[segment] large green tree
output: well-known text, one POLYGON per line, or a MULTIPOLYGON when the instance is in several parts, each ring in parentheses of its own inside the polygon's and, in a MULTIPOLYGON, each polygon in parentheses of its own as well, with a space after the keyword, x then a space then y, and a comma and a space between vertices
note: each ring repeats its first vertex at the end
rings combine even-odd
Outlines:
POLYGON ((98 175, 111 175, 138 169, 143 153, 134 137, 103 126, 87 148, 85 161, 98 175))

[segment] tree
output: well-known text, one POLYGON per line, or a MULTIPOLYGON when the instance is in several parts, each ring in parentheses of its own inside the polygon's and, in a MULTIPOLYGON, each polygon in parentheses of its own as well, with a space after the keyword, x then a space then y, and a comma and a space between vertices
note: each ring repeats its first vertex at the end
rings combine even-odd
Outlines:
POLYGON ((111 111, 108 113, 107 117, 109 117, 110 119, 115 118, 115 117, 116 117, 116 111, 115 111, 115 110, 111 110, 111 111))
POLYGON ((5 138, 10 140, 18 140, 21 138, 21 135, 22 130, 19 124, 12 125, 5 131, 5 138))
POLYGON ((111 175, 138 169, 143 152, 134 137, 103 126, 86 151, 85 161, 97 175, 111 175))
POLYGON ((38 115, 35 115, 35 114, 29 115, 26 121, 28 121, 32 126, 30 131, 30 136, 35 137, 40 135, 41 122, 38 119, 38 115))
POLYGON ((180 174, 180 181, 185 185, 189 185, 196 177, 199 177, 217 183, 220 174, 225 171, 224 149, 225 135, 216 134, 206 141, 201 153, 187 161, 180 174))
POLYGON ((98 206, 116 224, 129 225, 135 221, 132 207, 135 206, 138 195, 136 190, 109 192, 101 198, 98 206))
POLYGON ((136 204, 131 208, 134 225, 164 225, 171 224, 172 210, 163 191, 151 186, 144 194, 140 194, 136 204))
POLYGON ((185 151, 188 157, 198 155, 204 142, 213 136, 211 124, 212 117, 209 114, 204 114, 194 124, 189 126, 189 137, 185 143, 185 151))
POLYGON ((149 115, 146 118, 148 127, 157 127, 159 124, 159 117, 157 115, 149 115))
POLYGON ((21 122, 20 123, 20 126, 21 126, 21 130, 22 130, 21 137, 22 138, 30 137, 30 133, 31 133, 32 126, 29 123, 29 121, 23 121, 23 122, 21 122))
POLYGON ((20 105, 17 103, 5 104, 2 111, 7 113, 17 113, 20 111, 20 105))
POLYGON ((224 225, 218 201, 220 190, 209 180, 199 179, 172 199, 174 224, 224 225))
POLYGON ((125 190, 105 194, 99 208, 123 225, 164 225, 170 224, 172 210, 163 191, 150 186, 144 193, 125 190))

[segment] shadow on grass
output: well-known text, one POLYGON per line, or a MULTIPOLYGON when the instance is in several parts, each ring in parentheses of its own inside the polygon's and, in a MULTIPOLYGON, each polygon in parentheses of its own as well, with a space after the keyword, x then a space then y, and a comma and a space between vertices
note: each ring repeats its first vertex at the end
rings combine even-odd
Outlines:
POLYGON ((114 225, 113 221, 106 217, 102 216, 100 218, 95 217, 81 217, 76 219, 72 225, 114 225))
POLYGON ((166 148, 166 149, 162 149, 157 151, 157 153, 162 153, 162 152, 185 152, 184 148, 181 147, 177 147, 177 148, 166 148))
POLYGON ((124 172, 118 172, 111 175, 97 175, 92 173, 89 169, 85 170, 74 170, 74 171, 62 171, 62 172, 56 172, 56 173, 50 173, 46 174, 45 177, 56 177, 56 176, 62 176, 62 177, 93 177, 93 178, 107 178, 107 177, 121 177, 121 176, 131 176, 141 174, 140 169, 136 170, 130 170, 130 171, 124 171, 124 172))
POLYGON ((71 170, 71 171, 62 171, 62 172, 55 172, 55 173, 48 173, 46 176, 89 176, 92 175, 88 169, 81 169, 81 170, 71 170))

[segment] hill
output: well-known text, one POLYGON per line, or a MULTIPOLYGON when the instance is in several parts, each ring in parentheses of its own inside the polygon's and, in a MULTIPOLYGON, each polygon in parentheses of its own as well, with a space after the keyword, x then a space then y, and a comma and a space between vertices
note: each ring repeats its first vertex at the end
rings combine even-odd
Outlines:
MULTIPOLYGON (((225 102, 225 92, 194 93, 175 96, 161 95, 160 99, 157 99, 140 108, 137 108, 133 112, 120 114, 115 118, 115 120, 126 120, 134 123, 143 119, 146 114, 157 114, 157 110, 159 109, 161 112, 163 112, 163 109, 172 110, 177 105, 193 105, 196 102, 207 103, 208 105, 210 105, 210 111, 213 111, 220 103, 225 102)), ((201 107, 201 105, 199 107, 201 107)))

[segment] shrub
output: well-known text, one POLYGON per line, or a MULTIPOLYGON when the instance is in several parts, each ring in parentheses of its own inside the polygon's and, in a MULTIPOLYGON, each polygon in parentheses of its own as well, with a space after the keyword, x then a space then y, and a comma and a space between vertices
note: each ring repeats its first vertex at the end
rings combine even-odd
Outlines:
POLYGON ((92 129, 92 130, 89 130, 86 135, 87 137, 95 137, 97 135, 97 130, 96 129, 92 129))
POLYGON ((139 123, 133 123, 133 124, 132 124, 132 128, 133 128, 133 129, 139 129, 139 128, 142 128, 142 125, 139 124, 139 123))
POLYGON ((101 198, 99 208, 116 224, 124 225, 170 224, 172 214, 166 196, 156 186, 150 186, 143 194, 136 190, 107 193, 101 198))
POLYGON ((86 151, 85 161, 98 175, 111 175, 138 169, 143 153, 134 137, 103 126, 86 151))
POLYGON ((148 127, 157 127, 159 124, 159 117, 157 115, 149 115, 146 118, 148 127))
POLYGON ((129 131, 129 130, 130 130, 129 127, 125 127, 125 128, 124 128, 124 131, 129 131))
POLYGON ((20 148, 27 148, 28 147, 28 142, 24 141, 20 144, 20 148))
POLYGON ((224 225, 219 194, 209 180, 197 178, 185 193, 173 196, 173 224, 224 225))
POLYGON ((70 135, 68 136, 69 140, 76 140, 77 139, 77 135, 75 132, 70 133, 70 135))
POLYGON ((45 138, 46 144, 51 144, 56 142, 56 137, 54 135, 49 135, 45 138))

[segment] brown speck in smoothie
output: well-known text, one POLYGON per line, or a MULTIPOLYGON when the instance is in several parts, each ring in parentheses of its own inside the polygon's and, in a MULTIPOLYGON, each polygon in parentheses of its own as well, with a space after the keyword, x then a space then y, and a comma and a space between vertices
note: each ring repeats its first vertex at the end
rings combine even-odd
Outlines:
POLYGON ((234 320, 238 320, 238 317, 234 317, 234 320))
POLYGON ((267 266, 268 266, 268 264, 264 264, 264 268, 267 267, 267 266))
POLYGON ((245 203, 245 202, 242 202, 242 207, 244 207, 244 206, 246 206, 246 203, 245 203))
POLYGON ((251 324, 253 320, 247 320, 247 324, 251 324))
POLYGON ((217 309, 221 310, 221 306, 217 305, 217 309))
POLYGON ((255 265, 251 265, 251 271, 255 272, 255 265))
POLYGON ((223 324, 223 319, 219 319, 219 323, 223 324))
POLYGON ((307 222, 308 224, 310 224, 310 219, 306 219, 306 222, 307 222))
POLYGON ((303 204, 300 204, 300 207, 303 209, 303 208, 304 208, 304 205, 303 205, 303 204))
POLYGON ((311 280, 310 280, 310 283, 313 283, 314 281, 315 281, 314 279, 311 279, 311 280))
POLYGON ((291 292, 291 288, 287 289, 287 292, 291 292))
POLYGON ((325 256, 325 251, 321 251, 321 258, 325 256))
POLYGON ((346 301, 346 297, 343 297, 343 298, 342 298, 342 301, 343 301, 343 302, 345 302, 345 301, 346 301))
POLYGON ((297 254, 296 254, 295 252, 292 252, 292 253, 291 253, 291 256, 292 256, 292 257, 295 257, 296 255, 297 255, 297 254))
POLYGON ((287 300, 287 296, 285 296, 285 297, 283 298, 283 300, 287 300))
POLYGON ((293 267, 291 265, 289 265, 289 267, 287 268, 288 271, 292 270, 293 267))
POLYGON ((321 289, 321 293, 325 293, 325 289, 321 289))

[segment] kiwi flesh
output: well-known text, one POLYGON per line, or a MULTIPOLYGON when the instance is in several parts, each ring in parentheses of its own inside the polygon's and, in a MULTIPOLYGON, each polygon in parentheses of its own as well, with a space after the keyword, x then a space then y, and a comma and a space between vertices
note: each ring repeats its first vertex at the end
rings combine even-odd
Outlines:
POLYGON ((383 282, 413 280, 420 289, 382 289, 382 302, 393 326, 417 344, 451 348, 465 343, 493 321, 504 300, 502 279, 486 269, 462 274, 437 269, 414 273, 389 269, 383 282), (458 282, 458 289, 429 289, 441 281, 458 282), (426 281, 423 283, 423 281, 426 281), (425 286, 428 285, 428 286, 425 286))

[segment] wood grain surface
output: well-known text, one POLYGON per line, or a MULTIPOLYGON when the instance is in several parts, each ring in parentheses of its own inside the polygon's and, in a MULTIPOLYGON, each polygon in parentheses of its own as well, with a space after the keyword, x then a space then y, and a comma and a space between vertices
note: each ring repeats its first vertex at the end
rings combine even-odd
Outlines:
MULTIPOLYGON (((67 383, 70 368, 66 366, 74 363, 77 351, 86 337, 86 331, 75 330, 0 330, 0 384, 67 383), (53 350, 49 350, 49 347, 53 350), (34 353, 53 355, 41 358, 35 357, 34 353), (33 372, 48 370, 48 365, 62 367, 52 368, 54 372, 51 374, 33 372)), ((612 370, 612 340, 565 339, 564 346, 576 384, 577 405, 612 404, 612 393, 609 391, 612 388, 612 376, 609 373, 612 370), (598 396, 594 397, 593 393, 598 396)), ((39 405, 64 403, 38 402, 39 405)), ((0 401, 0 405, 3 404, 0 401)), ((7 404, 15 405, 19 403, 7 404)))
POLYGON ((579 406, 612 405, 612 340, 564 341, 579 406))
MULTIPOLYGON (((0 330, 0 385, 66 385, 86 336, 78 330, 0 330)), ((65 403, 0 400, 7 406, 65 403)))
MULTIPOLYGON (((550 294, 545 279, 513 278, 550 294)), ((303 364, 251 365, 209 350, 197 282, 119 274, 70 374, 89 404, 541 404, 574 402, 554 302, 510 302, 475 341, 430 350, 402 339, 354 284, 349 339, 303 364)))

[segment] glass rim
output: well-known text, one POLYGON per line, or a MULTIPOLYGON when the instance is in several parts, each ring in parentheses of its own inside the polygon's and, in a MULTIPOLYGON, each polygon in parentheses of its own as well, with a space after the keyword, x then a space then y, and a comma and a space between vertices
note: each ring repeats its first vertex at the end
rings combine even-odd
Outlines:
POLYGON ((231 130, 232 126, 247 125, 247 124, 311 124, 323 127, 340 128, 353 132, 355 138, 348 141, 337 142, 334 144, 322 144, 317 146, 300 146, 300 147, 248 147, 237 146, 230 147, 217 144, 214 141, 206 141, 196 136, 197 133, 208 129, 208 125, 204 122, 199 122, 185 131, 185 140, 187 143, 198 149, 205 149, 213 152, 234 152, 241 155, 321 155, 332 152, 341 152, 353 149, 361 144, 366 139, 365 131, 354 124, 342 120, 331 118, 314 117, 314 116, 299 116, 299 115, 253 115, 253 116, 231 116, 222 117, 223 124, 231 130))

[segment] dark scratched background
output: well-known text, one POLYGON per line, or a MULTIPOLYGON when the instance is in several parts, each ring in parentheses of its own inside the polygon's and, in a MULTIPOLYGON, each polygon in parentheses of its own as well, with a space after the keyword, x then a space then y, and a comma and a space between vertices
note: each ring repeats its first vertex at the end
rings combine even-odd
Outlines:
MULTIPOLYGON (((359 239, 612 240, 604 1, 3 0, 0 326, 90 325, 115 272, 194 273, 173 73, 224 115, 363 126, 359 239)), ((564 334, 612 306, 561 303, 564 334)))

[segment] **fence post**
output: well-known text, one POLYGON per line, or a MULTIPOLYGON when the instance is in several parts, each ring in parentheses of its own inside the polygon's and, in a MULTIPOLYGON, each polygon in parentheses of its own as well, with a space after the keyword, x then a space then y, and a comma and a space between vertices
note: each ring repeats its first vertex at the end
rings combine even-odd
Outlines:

══════

- HOW TO COMPLETE THIS TASK
After locating the line that contains "[segment] tree", please copy exactly every line from the start of the records through it, and nothing else.

- RESULT FOR THIS EXERCISE
[segment] large green tree
output: well-known text, one POLYGON per line, or a MULTIPOLYGON when the instance is in several parts, each ring in parentheses of its own inside the polygon's and, in a MULTIPOLYGON, each polygon in parentheses of its own as well, with a space after the keyword, x then a space then y, and a comma and a space between vertices
note: each ring repeats its first vertex at the end
rings combine even-odd
Outlines:
POLYGON ((98 175, 111 175, 138 169, 143 153, 134 137, 103 126, 87 148, 85 161, 98 175))

[segment] tree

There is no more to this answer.